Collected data
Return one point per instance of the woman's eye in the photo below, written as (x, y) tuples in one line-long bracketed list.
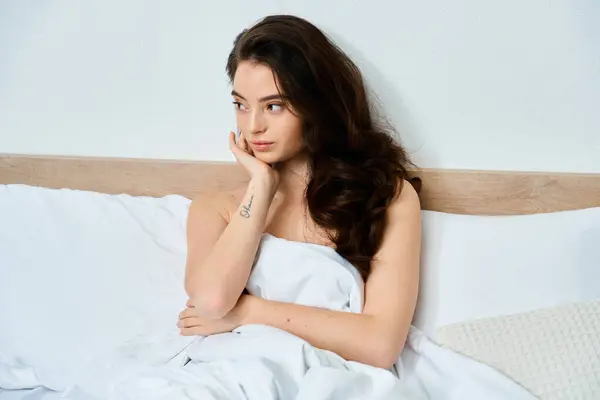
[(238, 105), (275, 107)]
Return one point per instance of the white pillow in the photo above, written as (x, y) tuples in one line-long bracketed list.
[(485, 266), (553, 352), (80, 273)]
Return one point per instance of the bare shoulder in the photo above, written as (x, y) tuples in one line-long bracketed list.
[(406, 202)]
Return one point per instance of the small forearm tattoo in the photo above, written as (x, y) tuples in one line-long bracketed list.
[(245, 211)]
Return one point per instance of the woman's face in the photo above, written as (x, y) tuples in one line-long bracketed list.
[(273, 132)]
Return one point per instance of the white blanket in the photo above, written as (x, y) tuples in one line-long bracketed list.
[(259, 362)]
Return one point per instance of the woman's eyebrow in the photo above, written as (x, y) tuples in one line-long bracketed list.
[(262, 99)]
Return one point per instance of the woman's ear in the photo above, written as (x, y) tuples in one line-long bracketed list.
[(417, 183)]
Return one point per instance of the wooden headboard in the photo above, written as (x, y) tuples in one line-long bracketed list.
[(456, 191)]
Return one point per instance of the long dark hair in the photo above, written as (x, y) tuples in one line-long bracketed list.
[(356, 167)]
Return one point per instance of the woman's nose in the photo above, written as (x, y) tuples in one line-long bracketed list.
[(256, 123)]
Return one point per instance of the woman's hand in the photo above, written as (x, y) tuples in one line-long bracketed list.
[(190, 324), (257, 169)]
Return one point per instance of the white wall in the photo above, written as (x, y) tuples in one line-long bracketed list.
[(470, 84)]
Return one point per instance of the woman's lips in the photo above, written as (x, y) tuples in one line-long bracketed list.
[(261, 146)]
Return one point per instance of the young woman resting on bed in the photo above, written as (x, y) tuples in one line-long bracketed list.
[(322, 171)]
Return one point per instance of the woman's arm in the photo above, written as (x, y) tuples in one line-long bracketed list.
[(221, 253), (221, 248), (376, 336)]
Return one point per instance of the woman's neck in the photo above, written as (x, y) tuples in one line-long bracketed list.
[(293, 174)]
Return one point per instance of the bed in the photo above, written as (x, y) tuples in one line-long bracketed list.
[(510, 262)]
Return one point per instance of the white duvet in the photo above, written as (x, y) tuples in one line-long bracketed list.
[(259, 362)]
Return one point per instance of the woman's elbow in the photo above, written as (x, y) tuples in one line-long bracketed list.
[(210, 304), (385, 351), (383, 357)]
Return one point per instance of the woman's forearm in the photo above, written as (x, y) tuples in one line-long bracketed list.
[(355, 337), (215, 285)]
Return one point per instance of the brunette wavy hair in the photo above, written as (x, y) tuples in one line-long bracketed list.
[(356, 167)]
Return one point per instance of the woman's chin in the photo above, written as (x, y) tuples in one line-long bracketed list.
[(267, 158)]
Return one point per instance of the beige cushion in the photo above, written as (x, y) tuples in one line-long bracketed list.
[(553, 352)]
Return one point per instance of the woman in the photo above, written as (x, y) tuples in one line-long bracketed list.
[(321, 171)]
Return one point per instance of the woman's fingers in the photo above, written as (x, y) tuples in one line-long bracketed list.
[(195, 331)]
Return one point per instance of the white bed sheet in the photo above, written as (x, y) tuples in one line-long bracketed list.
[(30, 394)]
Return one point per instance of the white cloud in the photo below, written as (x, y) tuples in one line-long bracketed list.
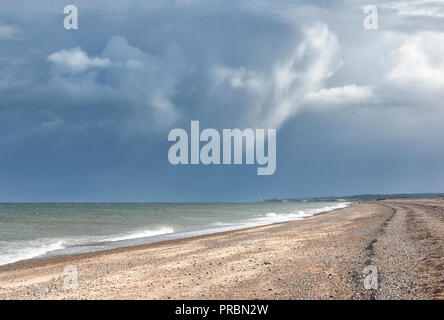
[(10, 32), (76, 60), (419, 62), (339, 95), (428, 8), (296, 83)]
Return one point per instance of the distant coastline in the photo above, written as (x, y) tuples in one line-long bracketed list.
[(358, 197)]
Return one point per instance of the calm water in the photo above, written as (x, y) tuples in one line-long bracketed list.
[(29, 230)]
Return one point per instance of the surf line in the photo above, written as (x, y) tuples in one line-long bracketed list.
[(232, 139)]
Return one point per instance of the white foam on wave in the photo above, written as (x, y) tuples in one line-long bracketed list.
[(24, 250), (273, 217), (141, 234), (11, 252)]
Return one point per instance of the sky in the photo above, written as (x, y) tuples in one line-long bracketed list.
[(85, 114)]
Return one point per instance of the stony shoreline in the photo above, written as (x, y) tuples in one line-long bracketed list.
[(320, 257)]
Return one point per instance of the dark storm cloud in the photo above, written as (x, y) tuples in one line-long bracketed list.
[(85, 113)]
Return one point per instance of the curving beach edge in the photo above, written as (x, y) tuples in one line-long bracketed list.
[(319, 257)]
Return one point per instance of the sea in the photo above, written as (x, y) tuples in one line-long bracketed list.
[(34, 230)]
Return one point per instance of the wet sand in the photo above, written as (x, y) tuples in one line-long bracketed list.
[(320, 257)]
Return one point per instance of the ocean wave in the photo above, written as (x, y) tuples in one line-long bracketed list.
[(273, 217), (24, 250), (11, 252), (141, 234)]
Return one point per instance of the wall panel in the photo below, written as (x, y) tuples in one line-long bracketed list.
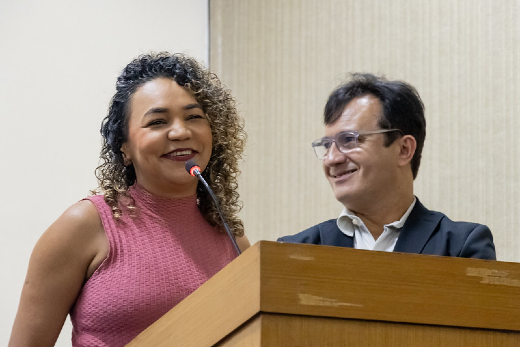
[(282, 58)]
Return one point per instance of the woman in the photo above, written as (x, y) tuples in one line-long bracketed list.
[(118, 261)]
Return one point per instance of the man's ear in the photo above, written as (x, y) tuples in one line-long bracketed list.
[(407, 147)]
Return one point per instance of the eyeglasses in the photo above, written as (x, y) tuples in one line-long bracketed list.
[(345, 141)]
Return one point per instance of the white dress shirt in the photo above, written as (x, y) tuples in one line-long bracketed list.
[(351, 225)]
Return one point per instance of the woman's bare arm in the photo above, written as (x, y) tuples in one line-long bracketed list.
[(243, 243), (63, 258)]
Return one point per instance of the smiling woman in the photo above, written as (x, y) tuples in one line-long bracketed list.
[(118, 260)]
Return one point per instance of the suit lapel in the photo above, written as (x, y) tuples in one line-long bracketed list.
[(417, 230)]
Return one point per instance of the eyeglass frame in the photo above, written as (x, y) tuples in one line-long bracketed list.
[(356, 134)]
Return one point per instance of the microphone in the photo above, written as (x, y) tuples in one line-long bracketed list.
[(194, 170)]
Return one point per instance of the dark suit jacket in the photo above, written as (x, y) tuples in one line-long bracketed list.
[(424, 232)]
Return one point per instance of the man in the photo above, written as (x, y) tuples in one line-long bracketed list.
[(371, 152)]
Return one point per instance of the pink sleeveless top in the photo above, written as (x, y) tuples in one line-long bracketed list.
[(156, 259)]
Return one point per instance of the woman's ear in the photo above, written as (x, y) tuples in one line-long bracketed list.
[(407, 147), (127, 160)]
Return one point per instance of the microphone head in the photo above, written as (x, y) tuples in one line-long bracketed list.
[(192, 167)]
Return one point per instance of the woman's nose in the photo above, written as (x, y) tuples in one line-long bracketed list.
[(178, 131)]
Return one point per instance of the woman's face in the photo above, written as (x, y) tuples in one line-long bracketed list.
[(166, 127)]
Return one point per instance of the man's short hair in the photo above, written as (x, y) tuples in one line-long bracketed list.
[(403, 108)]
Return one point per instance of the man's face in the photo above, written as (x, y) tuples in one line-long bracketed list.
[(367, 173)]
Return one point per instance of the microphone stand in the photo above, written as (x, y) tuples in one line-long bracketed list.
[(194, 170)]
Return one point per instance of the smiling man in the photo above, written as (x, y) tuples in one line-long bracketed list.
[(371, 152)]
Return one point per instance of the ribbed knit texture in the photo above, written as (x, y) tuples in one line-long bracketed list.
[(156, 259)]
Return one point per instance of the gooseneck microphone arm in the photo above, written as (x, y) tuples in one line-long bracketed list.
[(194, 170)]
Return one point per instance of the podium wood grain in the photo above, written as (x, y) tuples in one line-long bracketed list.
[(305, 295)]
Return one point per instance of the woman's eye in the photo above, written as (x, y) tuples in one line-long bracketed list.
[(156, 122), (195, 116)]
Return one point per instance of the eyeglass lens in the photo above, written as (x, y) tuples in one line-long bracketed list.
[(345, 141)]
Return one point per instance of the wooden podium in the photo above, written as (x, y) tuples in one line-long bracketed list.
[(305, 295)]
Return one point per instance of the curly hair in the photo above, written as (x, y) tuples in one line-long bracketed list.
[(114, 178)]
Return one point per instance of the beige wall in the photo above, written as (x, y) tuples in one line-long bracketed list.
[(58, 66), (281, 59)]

=== Request ===
Reproduce the portion of the records that opens with the line containing "Return one point per instance of the bare" and closes with the line containing "[(470, 84)]", substituting "person's" for each occurrence of "woman's" and keeping everything else unchanged.

=== Full output ===
Return one point per instance of the bare shoulder in the photo above, written as (x, y) tuples in one line-long bracketed list.
[(406, 202)]
Return one point per instance of the small forearm tattoo in the photo above, written as (x, y) tuples in one line-long bracketed list.
[(245, 211)]
Return one point per instance of the person's face in the photo above, written as (x, y) tuples in one line-long bracketed list.
[(273, 132)]
Return one point per instance of the white blanket in the photo above, written as (x, y) tuples in one line-long bracketed list.
[(259, 362)]
Return one point per instance of the person's eyebrow in the photo above, written as (x, y) tuples in one line-long bracketed list.
[(262, 99)]
Return one point per instance of the person's ear in the photo above, written as (x, y) tuples in one line-long bracketed list.
[(417, 183)]
Return one point per instance of the wooden headboard in the photo above, written as (x, y) tuples in one line-long bracketed list.
[(456, 191)]
Return one point per instance of the long dark hair in the photo above, written as (x, y) tuples in one line-long bracketed list.
[(356, 167)]
Return one point per instance of the person's nose in the photo above, written as (x, y) tuples in one line-long bracketed list.
[(256, 123)]
Return one point per instance of the person's hand in the photo above, written as (x, y) tuples in one line-long bracketed list.
[(190, 324), (257, 169)]
Return one point per instance of the white wall in the photo above, written as (x, y) tuples in one line-long bracketed list.
[(470, 84)]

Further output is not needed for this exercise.